** TRECHO DO TEXTO **
Em julho, a retórica incendiária do presidente americano inflamou-se ainda mais. Prefeitos democratas de cidades onde eram realizadas manifestações, em geral pacíficas, do movimento Black Lives Matter foram acusados de nada fazerem para evitar a “anarquia social”. Da retórica Trump passou à ação, enviando agentes policiais da União para reprimir os protestos, em decisão que pode configurar abuso do poder presidencial. Os agentes federais, camuflados como militares em guerra, têm agido com violência injustificável, enquanto Trump chama os manifestantes de “marginais”. Bolsonaro os teria chamado de “terroristas e maconheiros”. Ao menos foi o que disse a respeito de quem saiu às ruas no começo de junho para protestar contra o seu governo.
Atrás em todas as pesquisas de opinião, sem controle sobre a pandemia, Trump está na busca desesperada por uma narrativa que o mantenha no páreo para as eleições de novembro. Quer ser o candidato da lei e da ordem.
Parece uma reedição da estratégia de Richard Nixon, que se elegeu em 1968 prometendo pulso firme contra protestos de jovens universitários e negros. A semelhança, porém, é apenas aparente. Trump não busca mobilizar o conservadorismo tradicional. Sua aposta é a de um extremista, disposto a conflagrar o país e testar, ao máximo, os limites da institucionalidade. Mais do que o candidato da “lei e da ordem”, ele flerta com a ideia de ser o líder de um povo pronto a empunhar armas para defender a América contra “terríveis ameaças”.

Dados de localização de objetos por linguagem natural

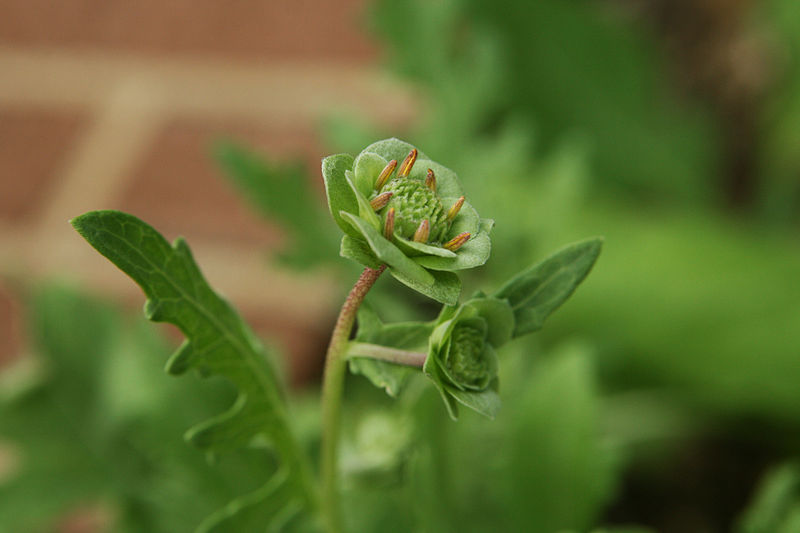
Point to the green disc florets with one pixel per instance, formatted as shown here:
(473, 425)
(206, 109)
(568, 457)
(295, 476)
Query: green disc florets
(465, 359)
(413, 202)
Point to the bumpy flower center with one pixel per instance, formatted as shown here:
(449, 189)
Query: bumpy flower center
(413, 202)
(465, 359)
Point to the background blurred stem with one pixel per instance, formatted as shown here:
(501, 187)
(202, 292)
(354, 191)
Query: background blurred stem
(332, 389)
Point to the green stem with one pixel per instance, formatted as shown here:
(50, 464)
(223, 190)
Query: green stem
(385, 353)
(332, 389)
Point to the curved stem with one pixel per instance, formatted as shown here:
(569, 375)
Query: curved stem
(385, 353)
(332, 389)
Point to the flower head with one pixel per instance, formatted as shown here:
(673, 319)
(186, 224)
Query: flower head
(461, 360)
(412, 216)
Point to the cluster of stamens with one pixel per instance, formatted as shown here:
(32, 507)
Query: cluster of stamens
(429, 228)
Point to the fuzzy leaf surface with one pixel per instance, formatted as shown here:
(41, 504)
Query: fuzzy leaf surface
(538, 291)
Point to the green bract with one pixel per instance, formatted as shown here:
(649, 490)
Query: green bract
(461, 353)
(399, 208)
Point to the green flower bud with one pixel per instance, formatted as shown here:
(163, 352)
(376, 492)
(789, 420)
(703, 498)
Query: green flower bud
(462, 361)
(412, 217)
(415, 203)
(465, 360)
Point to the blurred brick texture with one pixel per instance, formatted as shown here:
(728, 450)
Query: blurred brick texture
(113, 104)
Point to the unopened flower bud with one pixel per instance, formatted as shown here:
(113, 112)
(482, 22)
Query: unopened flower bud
(408, 164)
(457, 242)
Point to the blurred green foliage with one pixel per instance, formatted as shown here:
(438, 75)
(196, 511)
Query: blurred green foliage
(682, 349)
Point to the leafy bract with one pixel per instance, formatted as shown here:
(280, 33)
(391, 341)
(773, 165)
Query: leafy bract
(538, 291)
(218, 343)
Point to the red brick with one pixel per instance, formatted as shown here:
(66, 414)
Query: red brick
(180, 189)
(33, 146)
(10, 326)
(255, 29)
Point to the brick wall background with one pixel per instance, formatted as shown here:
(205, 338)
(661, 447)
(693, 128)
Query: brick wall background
(113, 104)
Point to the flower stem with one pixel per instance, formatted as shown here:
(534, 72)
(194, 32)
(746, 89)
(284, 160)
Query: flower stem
(332, 389)
(385, 353)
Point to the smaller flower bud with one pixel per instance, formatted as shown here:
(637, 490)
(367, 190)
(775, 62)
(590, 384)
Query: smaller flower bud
(380, 201)
(423, 232)
(456, 242)
(451, 214)
(430, 180)
(408, 164)
(383, 177)
(388, 226)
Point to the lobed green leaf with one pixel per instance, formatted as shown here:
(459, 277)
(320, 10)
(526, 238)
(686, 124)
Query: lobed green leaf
(217, 342)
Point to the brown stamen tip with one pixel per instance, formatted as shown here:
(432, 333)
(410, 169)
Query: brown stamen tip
(423, 232)
(380, 201)
(408, 163)
(388, 226)
(383, 177)
(430, 180)
(457, 242)
(451, 214)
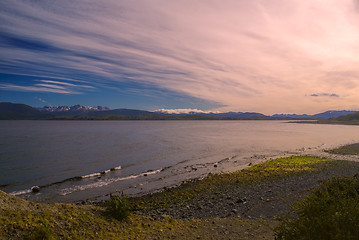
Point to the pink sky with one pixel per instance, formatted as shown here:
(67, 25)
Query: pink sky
(268, 56)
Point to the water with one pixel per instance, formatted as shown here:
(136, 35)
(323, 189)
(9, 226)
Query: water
(77, 160)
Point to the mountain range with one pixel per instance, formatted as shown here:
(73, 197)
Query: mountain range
(22, 111)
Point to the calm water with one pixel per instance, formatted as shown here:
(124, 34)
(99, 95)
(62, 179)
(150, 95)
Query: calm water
(141, 156)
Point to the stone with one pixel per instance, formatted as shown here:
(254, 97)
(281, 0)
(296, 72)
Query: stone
(35, 189)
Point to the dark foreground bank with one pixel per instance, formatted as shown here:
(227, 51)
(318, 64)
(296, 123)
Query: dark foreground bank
(240, 205)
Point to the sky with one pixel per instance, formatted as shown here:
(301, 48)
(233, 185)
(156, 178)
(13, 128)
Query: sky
(267, 56)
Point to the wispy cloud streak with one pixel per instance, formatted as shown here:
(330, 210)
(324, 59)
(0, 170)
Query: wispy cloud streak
(244, 55)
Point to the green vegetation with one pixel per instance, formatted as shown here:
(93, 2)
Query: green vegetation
(118, 207)
(21, 219)
(331, 212)
(197, 189)
(351, 149)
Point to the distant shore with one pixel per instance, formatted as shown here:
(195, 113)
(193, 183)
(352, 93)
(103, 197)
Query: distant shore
(243, 204)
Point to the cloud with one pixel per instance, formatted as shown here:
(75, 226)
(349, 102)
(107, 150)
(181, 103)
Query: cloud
(244, 55)
(324, 95)
(36, 88)
(181, 111)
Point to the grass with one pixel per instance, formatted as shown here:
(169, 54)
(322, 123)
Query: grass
(21, 219)
(351, 149)
(118, 207)
(196, 189)
(330, 213)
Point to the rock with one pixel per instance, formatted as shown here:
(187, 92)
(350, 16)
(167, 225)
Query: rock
(242, 200)
(35, 189)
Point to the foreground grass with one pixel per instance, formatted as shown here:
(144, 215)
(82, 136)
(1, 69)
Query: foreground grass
(330, 212)
(198, 189)
(21, 219)
(351, 149)
(30, 220)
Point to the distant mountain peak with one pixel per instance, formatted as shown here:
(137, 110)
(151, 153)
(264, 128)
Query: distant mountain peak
(72, 109)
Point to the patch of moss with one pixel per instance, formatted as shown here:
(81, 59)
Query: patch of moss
(351, 149)
(196, 189)
(330, 212)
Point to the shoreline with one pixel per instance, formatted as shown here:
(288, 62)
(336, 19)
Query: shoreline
(243, 204)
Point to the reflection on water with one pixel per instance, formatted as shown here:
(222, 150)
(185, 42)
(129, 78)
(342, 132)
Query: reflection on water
(74, 160)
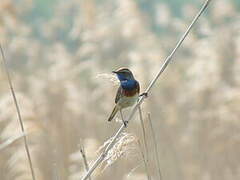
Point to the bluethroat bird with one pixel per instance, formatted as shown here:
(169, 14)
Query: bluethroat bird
(128, 92)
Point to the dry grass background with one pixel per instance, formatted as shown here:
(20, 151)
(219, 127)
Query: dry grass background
(55, 63)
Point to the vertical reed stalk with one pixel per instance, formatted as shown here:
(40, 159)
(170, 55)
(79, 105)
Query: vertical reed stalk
(18, 113)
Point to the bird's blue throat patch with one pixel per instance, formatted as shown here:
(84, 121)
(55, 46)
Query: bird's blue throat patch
(129, 84)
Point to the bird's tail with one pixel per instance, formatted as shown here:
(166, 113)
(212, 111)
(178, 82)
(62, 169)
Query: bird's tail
(114, 112)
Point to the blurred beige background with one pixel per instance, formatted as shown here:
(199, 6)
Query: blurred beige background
(61, 54)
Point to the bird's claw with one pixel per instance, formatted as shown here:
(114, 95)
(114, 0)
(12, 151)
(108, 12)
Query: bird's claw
(145, 94)
(125, 123)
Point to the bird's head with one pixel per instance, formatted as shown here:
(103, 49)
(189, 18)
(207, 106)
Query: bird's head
(124, 74)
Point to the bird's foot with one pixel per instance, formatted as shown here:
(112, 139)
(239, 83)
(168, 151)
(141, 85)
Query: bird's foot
(145, 94)
(125, 123)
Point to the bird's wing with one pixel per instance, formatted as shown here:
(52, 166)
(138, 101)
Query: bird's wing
(118, 95)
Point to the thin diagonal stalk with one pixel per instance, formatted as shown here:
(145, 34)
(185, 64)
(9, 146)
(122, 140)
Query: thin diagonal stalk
(18, 113)
(144, 160)
(83, 153)
(144, 137)
(10, 141)
(155, 147)
(141, 99)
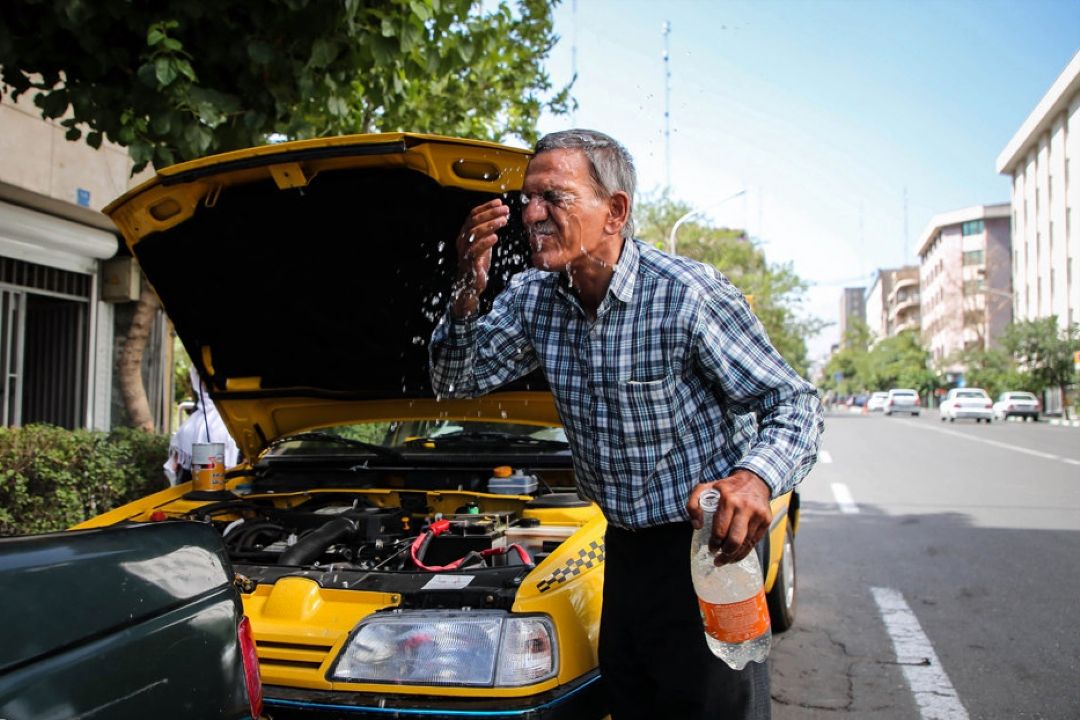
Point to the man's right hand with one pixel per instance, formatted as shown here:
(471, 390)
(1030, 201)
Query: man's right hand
(477, 236)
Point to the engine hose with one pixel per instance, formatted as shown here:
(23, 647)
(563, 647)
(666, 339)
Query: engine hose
(420, 544)
(313, 545)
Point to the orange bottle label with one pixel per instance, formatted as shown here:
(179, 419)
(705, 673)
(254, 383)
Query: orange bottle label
(736, 622)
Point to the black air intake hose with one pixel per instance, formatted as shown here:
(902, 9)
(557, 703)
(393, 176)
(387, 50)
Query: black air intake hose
(313, 545)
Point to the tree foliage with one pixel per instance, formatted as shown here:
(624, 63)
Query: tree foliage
(779, 293)
(1043, 353)
(175, 80)
(896, 362)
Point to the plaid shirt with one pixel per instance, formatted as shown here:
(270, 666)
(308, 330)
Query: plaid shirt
(657, 394)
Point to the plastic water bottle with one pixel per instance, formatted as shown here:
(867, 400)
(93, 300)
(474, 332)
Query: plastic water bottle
(731, 598)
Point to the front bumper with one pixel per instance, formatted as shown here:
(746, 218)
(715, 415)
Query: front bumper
(973, 412)
(581, 700)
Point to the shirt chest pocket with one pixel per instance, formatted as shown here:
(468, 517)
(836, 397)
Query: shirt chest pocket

** QUESTÕES DE LEITURA **
a – Responda, com base no trecho sobre Trump, às perguntas abaixo:
(i) De que os prefeitos democratas foram acusados?
(ii) Em que mês acontecem as eleições em que Trump quer se manter no páreo?
(iii) Em que ano Richard Nixon se elegeu?
b – Por favor, reescreva em forma de lista o parágrafo do trecho sobre Trump que começa com "Parece uma reedição", mantendo os fatos principais.

** RESPOSTAS ÀS TAREFAS **
a –
(i) De nada fazerem para evitar a "anarquia social".
(ii) Em novembro.
(iii) Em 1968.

b –
- A estratégia de Trump lembra a de Richard Nixon, eleito em 1968 com a promessa de pulso firme contra protestos de jovens universitários e negros.
- A semelhança é só aparente: Trump não busca mobilizar o conservadorismo tradicional.
- Sua aposta é extremista: está disposto a conflagrar o país e a testar ao máximo os limites da institucionalidade.
- Mais do que candidato da "lei e da ordem", flerta com a ideia de liderar um povo pronto a pegar em armas para defender a América contra "terríveis ameaças".